→ Set problem:
Replace "arch" with "bridge" in the lines from the line with "Each instance of the stone" through the end of the records, and give those lines again with nothing else changed.

(Region outline records)
• • • • •
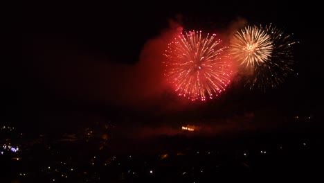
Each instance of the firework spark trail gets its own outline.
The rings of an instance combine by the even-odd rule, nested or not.
[[[181,34],[169,44],[165,55],[165,75],[179,96],[192,101],[213,98],[224,91],[232,74],[226,60],[228,47],[220,46],[216,35],[201,31]]]
[[[237,31],[231,42],[231,54],[235,62],[245,65],[245,86],[250,89],[277,87],[294,71],[291,35],[273,26],[247,26]],[[255,64],[256,63],[256,64]]]
[[[237,31],[231,41],[233,58],[246,67],[267,62],[272,53],[273,42],[265,30],[256,26]]]

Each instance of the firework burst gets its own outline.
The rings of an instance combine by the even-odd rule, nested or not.
[[[216,35],[201,31],[181,33],[170,43],[164,54],[168,59],[165,75],[179,96],[206,101],[224,91],[232,74],[226,55]]]
[[[293,72],[291,35],[285,35],[282,29],[272,24],[265,26],[247,26],[233,36],[231,42],[231,55],[247,73],[245,86],[250,89],[265,90],[284,82]]]

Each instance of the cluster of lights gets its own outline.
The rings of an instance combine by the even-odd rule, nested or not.
[[[195,129],[194,129],[194,128],[189,128],[189,127],[186,127],[186,126],[183,126],[183,127],[182,127],[182,130],[188,130],[188,131],[191,131],[191,132],[195,131]]]

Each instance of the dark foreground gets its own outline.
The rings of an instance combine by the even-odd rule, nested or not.
[[[1,182],[324,180],[321,129],[248,134],[118,141],[94,136],[13,138],[10,147],[19,143],[19,150],[2,146]]]

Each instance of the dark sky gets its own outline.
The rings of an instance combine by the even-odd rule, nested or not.
[[[321,6],[273,1],[133,3],[26,4],[12,24],[12,56],[3,67],[3,121],[64,128],[79,121],[91,123],[98,115],[147,123],[159,116],[177,123],[258,110],[291,115],[323,110]],[[180,27],[226,36],[242,21],[272,23],[294,33],[300,42],[294,49],[298,75],[266,94],[237,84],[202,104],[174,97],[161,67],[170,37]]]

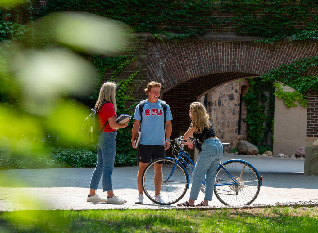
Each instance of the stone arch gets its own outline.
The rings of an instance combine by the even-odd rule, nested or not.
[[[180,136],[189,127],[190,104],[213,88],[233,80],[255,77],[255,74],[223,72],[202,75],[178,84],[163,92],[163,99],[170,107],[174,118],[172,138]]]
• • • • •
→ Exercise result:
Each instance of the stone bridge gets its own outline.
The rings of an instance combine by the even-odd rule, nested or not.
[[[180,136],[189,127],[190,104],[213,88],[233,80],[255,77],[255,74],[223,72],[202,75],[178,84],[163,92],[163,99],[170,107],[174,118],[172,138]]]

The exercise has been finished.